PROBLEM STATEMENT
Write the next part of the article on Ukraine's tax system below, starting directly after its final sentence.

SELECTED EXCERPT
========================================

Most tax revenue in Ukraine comes from social tax, personal income tax and value-added tax. Combined, taxes account for 79% of the country’s state budget revenue, or $31 billion.
In 2020, Ukraine collected $38.5 billion through tax and non-tax revenue. Much of it came from value-added tax on both imported and domestic goods — 37.2%. The state budget approaches $50 billion; the remainder is financed by borrowing.
Employers’ 41.5% commitment
Employers in Ukraine pay three taxes on every salary: a social tax, an income tax and a military levy (introduced in 2014). In total, a company pays 41.5% in taxes for one employee.
Tax experts agree this combined rate is too high. Vladimir Dubrovsky, a senior economist at CASE Ukraine, a think tank for social and economic studies, said that the current rate encourages employers to evade taxes.
As a result, many enterprises either pay their workers off the books, in cash, thus lowering the reported official salary and paying less in taxes, or ask their staffers to register as individual entrepreneurs to be able to pay a modest 5% individual entrepreneur tax.
Employers who want to be 100% legal are overburdened with taxes and may not outcompete their less conscientious counterparts. “It’s like punishing an employer for creating jobs and paying salaries,” Dubrovsky said.
Value-added tax
Currently, there are three VAT rates in Ukraine: 20%, 7%, and 0%.
The reduced rate of 7% applies to export and import of specific medical goods and medical equipment that’s used in clinical trials. Starting in 2021, this rate is also applied to some services, including holding cultural events and arranging excursions in museums, zoos and natural reserves.
The 0% rate applies to the supply of international transport and toll manufacturing services (if the finished goods are then re-exported from Ukraine), and some other services.
The 20% rate applies to the rest of the transactions that are subject to VAT. An electronic system to collect VAT and anti-tax evasion measures created a more transparent environment, when it was introduced in 2015, Serhii Popov, head of the tax and legal desk at auditor KPMG, told the Kyiv Post.

========================================

SOURCE MATERIAL
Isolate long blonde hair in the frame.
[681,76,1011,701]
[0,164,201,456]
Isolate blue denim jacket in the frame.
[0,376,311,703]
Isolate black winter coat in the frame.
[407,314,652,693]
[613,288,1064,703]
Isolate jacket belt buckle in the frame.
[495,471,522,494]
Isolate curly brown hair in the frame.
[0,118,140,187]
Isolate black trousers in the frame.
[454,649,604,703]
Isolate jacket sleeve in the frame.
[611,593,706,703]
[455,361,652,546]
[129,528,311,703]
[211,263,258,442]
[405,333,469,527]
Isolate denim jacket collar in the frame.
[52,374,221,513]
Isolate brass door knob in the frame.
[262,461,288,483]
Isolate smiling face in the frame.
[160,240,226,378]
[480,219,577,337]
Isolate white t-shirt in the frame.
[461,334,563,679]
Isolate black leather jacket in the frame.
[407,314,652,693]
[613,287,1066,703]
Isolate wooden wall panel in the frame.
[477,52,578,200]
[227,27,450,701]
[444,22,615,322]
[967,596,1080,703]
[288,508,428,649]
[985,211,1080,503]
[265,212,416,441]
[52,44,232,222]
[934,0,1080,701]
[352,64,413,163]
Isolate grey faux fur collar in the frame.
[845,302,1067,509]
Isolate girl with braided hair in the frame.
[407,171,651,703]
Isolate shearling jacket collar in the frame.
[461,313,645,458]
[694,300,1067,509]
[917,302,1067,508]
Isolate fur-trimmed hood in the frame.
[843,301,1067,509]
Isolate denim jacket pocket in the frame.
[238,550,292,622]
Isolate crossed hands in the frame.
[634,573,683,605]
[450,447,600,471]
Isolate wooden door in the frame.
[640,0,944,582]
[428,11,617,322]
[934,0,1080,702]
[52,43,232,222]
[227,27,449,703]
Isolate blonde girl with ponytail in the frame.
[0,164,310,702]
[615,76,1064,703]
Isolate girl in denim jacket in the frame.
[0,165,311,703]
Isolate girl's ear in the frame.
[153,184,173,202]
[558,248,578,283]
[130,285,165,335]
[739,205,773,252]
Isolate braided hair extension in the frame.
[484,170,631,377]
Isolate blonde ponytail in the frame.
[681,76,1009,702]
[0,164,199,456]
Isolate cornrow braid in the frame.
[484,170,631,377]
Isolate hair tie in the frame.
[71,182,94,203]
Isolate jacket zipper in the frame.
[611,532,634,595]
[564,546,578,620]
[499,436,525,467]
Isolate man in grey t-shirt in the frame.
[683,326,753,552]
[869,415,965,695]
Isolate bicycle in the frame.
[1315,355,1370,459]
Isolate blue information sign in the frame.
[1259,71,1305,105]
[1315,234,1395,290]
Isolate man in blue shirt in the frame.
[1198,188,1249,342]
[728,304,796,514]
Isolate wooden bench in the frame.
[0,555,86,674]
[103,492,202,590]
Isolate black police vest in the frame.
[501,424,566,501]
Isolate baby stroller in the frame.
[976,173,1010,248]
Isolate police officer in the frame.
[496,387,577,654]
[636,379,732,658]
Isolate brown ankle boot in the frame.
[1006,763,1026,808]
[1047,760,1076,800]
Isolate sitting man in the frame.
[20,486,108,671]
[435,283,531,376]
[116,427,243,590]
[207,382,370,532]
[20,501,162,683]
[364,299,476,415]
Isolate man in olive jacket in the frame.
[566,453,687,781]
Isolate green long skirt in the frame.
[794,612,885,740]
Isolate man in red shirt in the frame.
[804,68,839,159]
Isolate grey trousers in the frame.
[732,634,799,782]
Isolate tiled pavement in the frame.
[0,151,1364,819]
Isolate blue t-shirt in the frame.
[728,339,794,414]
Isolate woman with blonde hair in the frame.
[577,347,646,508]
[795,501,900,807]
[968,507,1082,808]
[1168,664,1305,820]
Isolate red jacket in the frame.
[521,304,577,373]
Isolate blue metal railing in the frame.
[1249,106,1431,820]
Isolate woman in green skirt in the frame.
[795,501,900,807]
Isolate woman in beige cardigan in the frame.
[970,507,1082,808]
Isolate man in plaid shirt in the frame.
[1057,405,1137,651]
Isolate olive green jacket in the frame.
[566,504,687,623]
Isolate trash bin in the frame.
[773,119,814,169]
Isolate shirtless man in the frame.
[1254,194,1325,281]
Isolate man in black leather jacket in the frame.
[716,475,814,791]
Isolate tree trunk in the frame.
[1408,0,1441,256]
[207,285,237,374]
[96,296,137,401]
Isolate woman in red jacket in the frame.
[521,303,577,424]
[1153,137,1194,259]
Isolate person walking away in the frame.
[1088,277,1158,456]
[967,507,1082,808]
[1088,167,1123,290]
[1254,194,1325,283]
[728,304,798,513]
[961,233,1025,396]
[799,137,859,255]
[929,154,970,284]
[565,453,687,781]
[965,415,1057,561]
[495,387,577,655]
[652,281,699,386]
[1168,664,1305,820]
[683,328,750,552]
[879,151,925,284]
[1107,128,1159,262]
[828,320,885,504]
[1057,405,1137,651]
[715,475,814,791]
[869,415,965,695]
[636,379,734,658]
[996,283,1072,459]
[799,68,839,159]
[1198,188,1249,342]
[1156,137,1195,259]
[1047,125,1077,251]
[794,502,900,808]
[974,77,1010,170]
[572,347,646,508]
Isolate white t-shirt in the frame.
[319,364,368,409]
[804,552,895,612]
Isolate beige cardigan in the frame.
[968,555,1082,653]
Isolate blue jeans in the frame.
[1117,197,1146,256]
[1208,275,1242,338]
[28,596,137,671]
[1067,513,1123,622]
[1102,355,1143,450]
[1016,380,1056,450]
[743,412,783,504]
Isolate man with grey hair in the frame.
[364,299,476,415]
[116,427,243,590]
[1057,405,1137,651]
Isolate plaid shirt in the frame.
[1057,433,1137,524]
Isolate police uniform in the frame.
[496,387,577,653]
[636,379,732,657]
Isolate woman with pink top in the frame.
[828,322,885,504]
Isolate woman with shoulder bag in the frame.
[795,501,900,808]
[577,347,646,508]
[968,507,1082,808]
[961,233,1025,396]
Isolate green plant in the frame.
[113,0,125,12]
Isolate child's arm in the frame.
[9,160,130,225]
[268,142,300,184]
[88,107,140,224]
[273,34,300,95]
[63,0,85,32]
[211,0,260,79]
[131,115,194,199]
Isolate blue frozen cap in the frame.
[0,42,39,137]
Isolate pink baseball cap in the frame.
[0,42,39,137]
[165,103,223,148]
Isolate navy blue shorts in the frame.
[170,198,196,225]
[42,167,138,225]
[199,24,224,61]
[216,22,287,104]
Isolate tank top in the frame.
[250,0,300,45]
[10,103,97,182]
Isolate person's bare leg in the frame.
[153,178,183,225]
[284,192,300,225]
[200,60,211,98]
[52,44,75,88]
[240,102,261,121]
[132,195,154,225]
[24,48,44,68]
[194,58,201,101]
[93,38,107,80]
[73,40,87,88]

========================================

RESULT OF THIS EXERCISE
Property tax
The local property tax, meanwhile, is still relatively new and undeveloped unlike in many Western countries, where property taxes provide the backbone of local budgets, often accounting for more than half of tax revenues.
In Ukraine, property tax contribution is worth only 3% of revenues. The State Treasury Service doesn’t even have a separate category for property tax and combines it with other personal income tax revenues, which together secure 10.9% of the budget.
Unlike in other European countries like Germany where the rate is determined by the assessed value of the property, Ukraine’s system is based on the size of the apartment or building.
Are changes needed?
The government plans further changes to the tax legislation, which includes an increase in the tax on natural resources and excise tax on a number of goods, according to Alexander Cherinko, head of the tax & legal department at auditor Deloitte Ukraine.
But Cherinko doesn’t think massive changes are required. He said Ukraine’s focus should be on building trust in a relationship between taxpayers and tax authorities, rather than changing legislation.
More businesses, meanwhile, have come to understand the importance of auditing, since the new law on auditing was passed in 2018, said Gregoire Dattee, a partner at Mazars in Ukraine. According to the expert, more companies are subject to mandatory audits today, which helps foster trust and transparency in the business market.